*RAW DATA*:

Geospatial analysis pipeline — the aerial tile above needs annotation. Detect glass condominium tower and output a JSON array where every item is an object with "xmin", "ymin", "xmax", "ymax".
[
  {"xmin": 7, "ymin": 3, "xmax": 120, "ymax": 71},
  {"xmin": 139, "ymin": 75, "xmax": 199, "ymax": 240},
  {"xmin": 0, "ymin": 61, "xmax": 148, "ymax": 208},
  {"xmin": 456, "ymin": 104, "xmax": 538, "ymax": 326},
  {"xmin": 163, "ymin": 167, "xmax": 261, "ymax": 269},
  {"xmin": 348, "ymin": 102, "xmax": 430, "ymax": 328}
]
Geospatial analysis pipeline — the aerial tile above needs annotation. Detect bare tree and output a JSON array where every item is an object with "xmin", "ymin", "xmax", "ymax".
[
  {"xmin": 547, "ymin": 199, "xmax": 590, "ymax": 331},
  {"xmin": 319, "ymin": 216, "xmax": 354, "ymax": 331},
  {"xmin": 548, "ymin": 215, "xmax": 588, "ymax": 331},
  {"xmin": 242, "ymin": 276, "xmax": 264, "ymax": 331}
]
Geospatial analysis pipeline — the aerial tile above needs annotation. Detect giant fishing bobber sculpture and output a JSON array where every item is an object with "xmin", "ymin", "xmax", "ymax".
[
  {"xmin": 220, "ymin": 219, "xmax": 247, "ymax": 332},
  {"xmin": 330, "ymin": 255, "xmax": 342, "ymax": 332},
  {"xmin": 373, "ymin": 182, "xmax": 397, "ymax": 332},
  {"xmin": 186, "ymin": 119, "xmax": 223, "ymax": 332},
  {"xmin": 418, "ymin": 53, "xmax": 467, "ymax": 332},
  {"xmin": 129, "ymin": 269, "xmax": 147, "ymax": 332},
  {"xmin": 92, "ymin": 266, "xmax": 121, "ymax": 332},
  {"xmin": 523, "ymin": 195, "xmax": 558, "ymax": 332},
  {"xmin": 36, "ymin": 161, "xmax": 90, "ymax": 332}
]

*WHAT TO DO*:
Collect every line from the items above that contains the string "bobber", copying each line in full. Treat uppercase and lowercase letters as different.

*EXERCISE SOLUTION*:
Geospatial analysis pipeline — the aerial tile above needs annotation. Detect giant fishing bobber sculpture and output a JSON array where every item is an object with "xmin", "ymin", "xmax", "ymax".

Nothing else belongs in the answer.